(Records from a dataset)

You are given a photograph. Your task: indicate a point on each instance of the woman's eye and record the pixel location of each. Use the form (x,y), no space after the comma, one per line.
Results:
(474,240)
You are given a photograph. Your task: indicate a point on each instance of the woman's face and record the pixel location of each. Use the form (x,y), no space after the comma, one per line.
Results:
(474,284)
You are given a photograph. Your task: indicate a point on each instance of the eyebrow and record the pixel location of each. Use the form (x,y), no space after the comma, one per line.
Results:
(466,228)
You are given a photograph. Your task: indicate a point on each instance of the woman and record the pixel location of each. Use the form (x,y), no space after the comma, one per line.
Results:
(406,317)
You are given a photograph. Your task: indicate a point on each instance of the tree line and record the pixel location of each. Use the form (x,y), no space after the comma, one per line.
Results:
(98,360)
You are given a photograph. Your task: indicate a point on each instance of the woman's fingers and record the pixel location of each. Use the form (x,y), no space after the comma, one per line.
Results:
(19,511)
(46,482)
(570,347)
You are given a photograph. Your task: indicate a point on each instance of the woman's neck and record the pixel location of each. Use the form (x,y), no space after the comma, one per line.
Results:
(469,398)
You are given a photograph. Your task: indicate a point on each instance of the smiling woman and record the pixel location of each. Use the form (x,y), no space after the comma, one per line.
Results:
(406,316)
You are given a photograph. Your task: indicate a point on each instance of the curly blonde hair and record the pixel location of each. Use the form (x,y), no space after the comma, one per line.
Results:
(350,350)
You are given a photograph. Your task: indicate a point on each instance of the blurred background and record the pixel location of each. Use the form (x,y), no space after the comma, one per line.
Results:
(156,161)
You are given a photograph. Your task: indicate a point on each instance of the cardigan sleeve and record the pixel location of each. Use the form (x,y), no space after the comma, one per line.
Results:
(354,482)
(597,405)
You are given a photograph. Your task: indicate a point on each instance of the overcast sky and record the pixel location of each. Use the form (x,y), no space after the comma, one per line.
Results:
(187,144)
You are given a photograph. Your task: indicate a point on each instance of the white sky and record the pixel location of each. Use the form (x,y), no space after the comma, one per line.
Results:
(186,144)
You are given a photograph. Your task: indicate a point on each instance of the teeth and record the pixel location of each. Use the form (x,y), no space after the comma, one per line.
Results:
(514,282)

About this exercise => Copy out the lines of the data where the string "woman" occurs.

Solution =>
You are given a photograph. Your task: indicate a point on each instance of the woman's eye and record the pixel location of each. Use the form (x,y), no space after the comma, one per line.
You are given a photograph. Your task: indicate a point on each instance of the woman's face and record the pixel location of each. Use the form (x,y), no space after the comma, one per line.
You are given a photograph. Your task: indicate a point on each instance of the woman and record the pixel location of each. Use the form (x,y), no space after the comma, one per line.
You are given a photograph. Your task: indicate a point on each instance of the woman's fingers and record the pixel location of each. Use the form (x,y), no space after the comma, one per line.
You are given a photograph. Your task: indicate a point on each instance of the woman's neck and record the pixel location of each. Use the form (x,y), no space after the comma, one per line.
You are given a photograph. Your task: indicate a point on each instance of the smiling woman and record the pixel location of each. Use the form (x,y), no space after the comma, one per line.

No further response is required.